What to work on: Repeat the records below exactly, leaving out any pictures.

(Records of labeled points)
• • •

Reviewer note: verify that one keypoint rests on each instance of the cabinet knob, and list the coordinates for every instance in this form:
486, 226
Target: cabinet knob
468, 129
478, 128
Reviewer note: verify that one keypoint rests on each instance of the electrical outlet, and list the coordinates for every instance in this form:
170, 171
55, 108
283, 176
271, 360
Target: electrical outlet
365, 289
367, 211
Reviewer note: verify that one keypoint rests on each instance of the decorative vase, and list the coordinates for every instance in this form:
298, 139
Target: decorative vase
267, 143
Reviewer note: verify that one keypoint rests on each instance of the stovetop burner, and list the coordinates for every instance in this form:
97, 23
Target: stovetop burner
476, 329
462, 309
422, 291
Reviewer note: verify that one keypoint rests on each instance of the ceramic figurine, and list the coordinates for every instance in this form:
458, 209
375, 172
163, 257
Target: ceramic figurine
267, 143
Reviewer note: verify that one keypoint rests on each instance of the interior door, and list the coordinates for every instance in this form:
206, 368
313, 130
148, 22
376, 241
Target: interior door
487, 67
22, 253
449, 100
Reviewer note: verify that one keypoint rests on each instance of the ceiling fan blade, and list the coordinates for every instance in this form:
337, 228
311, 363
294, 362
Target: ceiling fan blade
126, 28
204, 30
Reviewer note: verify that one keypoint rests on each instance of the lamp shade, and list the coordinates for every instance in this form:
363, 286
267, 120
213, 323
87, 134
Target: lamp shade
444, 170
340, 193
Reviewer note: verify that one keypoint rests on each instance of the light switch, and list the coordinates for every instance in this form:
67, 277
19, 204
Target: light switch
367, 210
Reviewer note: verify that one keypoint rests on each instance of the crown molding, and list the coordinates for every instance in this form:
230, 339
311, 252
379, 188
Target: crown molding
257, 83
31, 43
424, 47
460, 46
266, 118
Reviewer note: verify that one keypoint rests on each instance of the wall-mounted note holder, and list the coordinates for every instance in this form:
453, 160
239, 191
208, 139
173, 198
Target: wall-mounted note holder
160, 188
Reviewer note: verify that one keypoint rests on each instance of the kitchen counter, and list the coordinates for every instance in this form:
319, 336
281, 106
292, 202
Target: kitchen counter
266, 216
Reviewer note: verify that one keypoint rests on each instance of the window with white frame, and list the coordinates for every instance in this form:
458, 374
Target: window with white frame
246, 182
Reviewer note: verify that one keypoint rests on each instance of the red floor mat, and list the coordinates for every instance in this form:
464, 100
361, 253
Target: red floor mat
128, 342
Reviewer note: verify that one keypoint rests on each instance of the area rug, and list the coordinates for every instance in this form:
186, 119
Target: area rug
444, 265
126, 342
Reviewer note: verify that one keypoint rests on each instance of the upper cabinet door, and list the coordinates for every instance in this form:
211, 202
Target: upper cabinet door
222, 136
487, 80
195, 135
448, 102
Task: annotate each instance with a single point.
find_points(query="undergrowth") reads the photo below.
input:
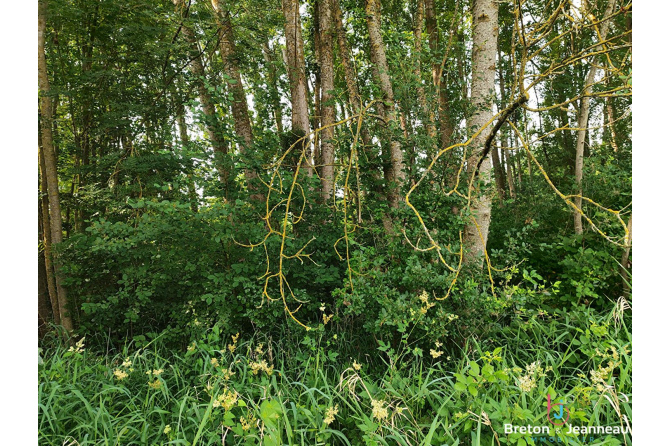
(317, 388)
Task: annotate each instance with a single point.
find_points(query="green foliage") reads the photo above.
(261, 391)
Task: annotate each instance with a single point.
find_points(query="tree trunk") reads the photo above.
(183, 136)
(326, 37)
(270, 58)
(393, 168)
(498, 173)
(240, 107)
(46, 240)
(510, 174)
(50, 165)
(198, 70)
(485, 37)
(295, 66)
(625, 257)
(44, 309)
(583, 122)
(418, 49)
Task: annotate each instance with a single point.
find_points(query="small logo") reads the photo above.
(557, 416)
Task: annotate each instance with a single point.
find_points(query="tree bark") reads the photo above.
(197, 68)
(485, 37)
(240, 107)
(506, 154)
(46, 240)
(418, 50)
(326, 37)
(625, 257)
(50, 165)
(183, 136)
(583, 122)
(270, 58)
(393, 169)
(295, 66)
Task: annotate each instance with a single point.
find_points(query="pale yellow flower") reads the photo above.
(379, 411)
(330, 414)
(226, 400)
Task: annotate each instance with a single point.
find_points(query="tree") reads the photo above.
(327, 151)
(211, 121)
(484, 47)
(583, 120)
(50, 165)
(239, 106)
(295, 61)
(394, 165)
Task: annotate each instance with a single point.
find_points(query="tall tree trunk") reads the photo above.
(583, 122)
(270, 59)
(183, 136)
(350, 75)
(46, 239)
(625, 257)
(393, 168)
(197, 68)
(50, 164)
(505, 158)
(498, 173)
(295, 66)
(326, 37)
(485, 38)
(418, 50)
(240, 107)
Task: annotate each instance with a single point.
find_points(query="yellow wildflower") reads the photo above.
(330, 414)
(247, 422)
(226, 400)
(78, 347)
(379, 411)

• • •

Final answer:
Reviewer note: verify that one keypoint rests on each instance of the cabinet knob, and list the coordinates for every instance in this form:
486, 226
Target: cabinet knob
468, 129
478, 128
Reviewer note: verify that one keypoint rests on each instance of the electrical outlet, and list the coordinates for every instance in this form:
170, 171
55, 108
283, 176
271, 360
Target: electrical outlet
365, 289
367, 211
Reviewer note: verify that one keypoint rests on each instance of the decorative vase, and list the coordinates for every instance in this form:
298, 139
Target: decorative vase
267, 143
Reviewer note: verify that one keypoint rests on each instance of the stovetop burner, and list the coordinates for every instance in this form:
97, 23
Target: stovetop burner
476, 329
462, 309
422, 291
Reviewer note: verify that one keypoint rests on each instance of the ceramic figurine, and list the coordinates for every instance in this form:
458, 209
375, 172
163, 257
Target: ceramic figurine
267, 143
Reviewer note: verify that one keypoint rests on each instance of the interior door, and list the coordinates for every instance in this form:
206, 368
313, 130
148, 22
376, 241
Target: interior door
487, 67
22, 253
449, 100
Reviewer note: verify that one keypoint rests on each instance of the ceiling fan blade, and list the coordinates for every instance in this form:
337, 228
311, 363
294, 362
Target: ceiling fan blade
126, 28
204, 30
Reviewer note: verify that one keypoint rests on each instance of the lamp shade, and list the coordinates for every instance in this form:
363, 286
267, 120
213, 323
87, 134
Target: lamp shade
444, 170
340, 193
Reviewer note: verify that one keypoint rests on each instance of the light switch, and list the coordinates for every instance in this form:
67, 277
19, 204
Target: light switch
367, 210
Reviewer note: verify that one keypoint rests on each instance of the crown molding, and list the coordinates for every instance in this form:
230, 339
311, 252
379, 188
Target: crown molding
257, 83
31, 43
424, 47
460, 46
266, 118
Reviewer note: verify that one keypoint rests on each instance of the wall-mounted note holder, and list the coordinates for every instance in this form:
453, 160
239, 191
208, 139
173, 198
Target: wall-mounted note holder
160, 188
Reviewer note: verify that one keypoint rests on each instance of the kitchen counter, and list the coordinates for every instance in this form:
319, 336
281, 106
292, 202
Target: kitchen counter
266, 216
Reviewer note: verify that one keypoint rests on each instance of the window with white frame, and list the coordinates for every instance in this form:
458, 374
Target: window with white frame
246, 182
Reviewer note: verify that one keypoint rests on each instance of the red floor mat, and list the coordinates for every instance in this form:
464, 100
361, 253
Target: red floor mat
128, 342
Reviewer note: verify that one keypoint rests on each instance of the area rug, and list the coordinates for every instance in this form:
186, 119
Target: area rug
444, 265
126, 342
Reviewer note: verify that one keypoint rests on each instance of the upper cabinet door, and list the coordinates for every instance in this form:
211, 202
Target: upper cabinet door
222, 136
487, 80
195, 135
448, 102
Task: annotate each instance with a single point.
find_points(query="undergrowth") reads the photo below.
input:
(317, 388)
Task: annotate each instance with a single point.
find_points(query="green foliage") reads the photo above.
(261, 391)
Task: annotate each instance with a single point.
find_points(query="tree trunk") reads the photo above.
(183, 136)
(326, 37)
(270, 58)
(393, 168)
(498, 173)
(240, 107)
(46, 240)
(510, 174)
(50, 165)
(198, 70)
(485, 37)
(295, 66)
(625, 257)
(44, 309)
(583, 122)
(418, 49)
Task: annotate each instance with a single point.
find_points(query="small logo") reads the photo above.
(557, 416)
Task: annotate each instance with a single point.
find_points(query="tree bark") reads the photo above.
(197, 68)
(485, 37)
(240, 107)
(506, 154)
(46, 240)
(418, 50)
(326, 37)
(625, 257)
(50, 165)
(183, 136)
(583, 122)
(270, 58)
(393, 169)
(295, 66)
Task: annotate each instance with a single point.
find_points(query="pale yellow flower") reads the photo above.
(379, 411)
(330, 414)
(226, 400)
Task: annotate each instance with a single point.
find_points(query="tree") reads the photo above.
(327, 151)
(211, 121)
(484, 47)
(583, 120)
(50, 165)
(239, 106)
(295, 61)
(394, 165)
Task: annotate each instance with a single point.
find_points(query="tall tree trunk") reads the photo above.
(583, 122)
(270, 59)
(183, 136)
(350, 75)
(46, 239)
(625, 257)
(393, 168)
(197, 68)
(50, 164)
(505, 158)
(498, 173)
(295, 66)
(326, 37)
(485, 38)
(418, 50)
(240, 107)
Task: annotate each instance with a single point.
find_points(query="yellow wildflower") reads the photo above.
(330, 414)
(247, 422)
(226, 400)
(78, 347)
(379, 411)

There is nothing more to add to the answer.